─── EXTRACTED RECORDS ───
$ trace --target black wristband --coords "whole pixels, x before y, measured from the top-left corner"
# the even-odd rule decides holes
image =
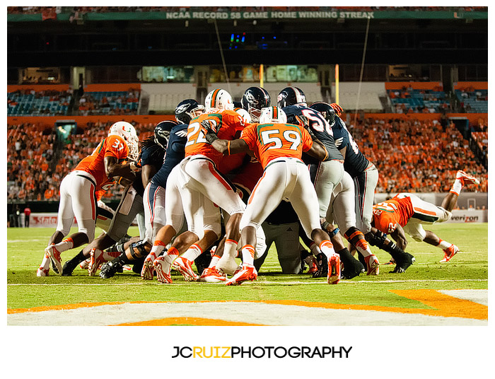
[[[209,144],[213,144],[214,141],[216,141],[217,139],[219,139],[219,136],[217,136],[214,133],[208,133],[206,135],[206,139]]]

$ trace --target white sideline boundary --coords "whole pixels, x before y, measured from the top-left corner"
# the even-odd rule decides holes
[[[374,280],[360,280],[356,281],[342,280],[339,284],[359,284],[361,283],[369,284],[374,283],[376,284],[380,284],[381,283],[442,283],[446,281],[488,281],[488,279],[424,279],[424,280],[383,280],[383,281],[374,281]],[[176,283],[173,283],[171,284],[163,284],[161,283],[158,283],[156,281],[146,281],[143,283],[10,283],[7,284],[7,286],[177,286],[177,285],[184,285],[184,284],[199,284],[200,286],[218,286],[223,285],[223,283],[205,283],[205,282],[191,282],[185,283],[183,281],[177,281]],[[293,285],[293,284],[305,284],[305,285],[317,285],[317,284],[325,284],[328,286],[326,281],[270,281],[264,280],[257,280],[254,282],[246,281],[243,283],[243,286],[250,286],[250,285],[257,285],[257,284],[268,284],[268,285]]]

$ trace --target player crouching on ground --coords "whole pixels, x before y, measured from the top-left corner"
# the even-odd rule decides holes
[[[60,253],[91,242],[95,237],[96,197],[98,191],[107,191],[115,182],[114,177],[124,177],[129,180],[135,177],[134,171],[138,158],[138,138],[134,127],[124,121],[110,127],[108,136],[83,158],[60,184],[57,230],[45,249],[45,257],[36,275],[48,275],[50,262],[57,274],[62,274]],[[130,163],[122,163],[126,158]],[[78,231],[69,238],[74,217]]]
[[[303,151],[323,160],[327,151],[314,142],[308,132],[298,125],[286,124],[286,116],[278,107],[263,108],[260,124],[246,127],[239,139],[219,139],[218,129],[208,122],[202,124],[206,140],[224,155],[250,150],[264,170],[253,190],[240,220],[240,246],[243,267],[226,285],[255,280],[254,266],[256,230],[280,204],[286,199],[298,214],[309,238],[319,245],[328,258],[329,284],[340,280],[340,259],[335,253],[328,234],[321,229],[318,213],[318,199],[309,172],[301,161]]]
[[[437,206],[424,202],[412,194],[401,193],[395,197],[373,206],[373,221],[372,231],[390,234],[399,247],[404,249],[407,245],[405,233],[414,240],[436,246],[443,250],[443,258],[441,262],[450,261],[458,253],[459,247],[444,241],[434,233],[425,231],[422,224],[444,222],[452,216],[452,209],[457,204],[459,194],[466,183],[479,185],[474,177],[460,170],[457,172],[455,180],[450,192]]]

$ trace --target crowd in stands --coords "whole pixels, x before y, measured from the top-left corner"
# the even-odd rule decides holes
[[[369,119],[349,124],[349,131],[378,168],[377,192],[448,192],[458,170],[481,181],[464,191],[488,191],[487,169],[453,122]]]
[[[21,124],[7,127],[7,199],[58,199],[62,175],[52,169],[56,143],[51,130]]]
[[[8,199],[58,200],[62,179],[91,153],[111,124],[88,122],[78,128],[56,162],[56,136],[52,130],[33,132],[32,125],[8,125]],[[141,141],[153,133],[153,124],[133,124]],[[481,180],[479,186],[466,187],[464,191],[488,191],[487,169],[477,162],[469,142],[453,123],[366,119],[348,125],[363,153],[378,168],[377,192],[448,192],[458,170]],[[475,135],[477,141],[478,136],[482,139],[482,146],[484,140],[487,144],[486,134]],[[122,186],[114,185],[105,198],[117,199],[122,190]]]
[[[7,127],[7,199],[59,199],[63,177],[79,161],[90,155],[108,134],[112,122],[88,122],[69,136],[59,159],[55,158],[57,136],[52,129],[37,130],[35,125],[21,124]],[[154,124],[133,122],[142,140],[150,136]],[[105,194],[120,199],[124,188],[114,185]]]
[[[41,13],[44,11],[53,10],[55,13],[61,13],[63,8],[69,11],[77,11],[81,14],[86,13],[105,12],[177,12],[185,11],[487,11],[487,6],[8,6],[7,13],[10,14]]]

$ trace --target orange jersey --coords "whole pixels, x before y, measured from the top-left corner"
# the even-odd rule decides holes
[[[414,214],[409,197],[397,197],[373,206],[375,228],[386,234],[395,230],[396,224],[404,228]]]
[[[303,151],[313,146],[313,139],[303,127],[292,124],[251,124],[240,136],[264,169],[277,158],[301,159]]]
[[[252,158],[246,163],[240,172],[232,179],[232,182],[235,185],[240,185],[252,192],[256,183],[263,175],[263,168],[260,162]]]
[[[112,156],[119,161],[125,159],[128,155],[129,148],[122,137],[108,136],[100,142],[91,156],[79,162],[74,170],[91,174],[96,180],[96,191],[106,191],[110,187],[108,185],[114,182],[109,180],[105,173],[105,158]]]
[[[243,117],[233,110],[223,110],[218,113],[204,113],[194,118],[187,127],[187,142],[185,145],[185,156],[202,154],[219,165],[222,159],[221,153],[219,153],[209,144],[204,134],[201,129],[201,122],[208,119],[220,125],[218,136],[221,139],[232,140],[235,134],[246,126]]]

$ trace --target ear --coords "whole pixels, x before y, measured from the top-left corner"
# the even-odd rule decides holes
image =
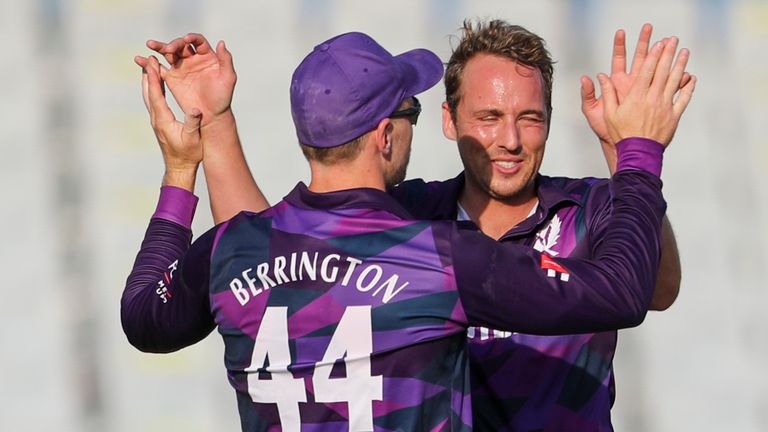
───
TO DO >>
Pick out every line of the data above that contains the string "before", matching case exactly.

SOLVED EXERCISE >>
$ trace --target black wristband --coords "whole pixels, x before y, measured from the top-left corner"
$ trace --target white sideline boundary --coords "whole pixels, x before y, measured from the top-left corner"
$ trace --target player crouching on ground --coords "whole pixels, x before y, measured from the top-left corner"
$ trace --target crowd in stands --coords "whole pixels, x before y, measured from the top-left corner"
$ trace --target orange jersey --coords "whole pixels, x before y, measured from the top-left corner"
$ trace --target ear --coords "whole pixels, x before y, measured from the top-left corner"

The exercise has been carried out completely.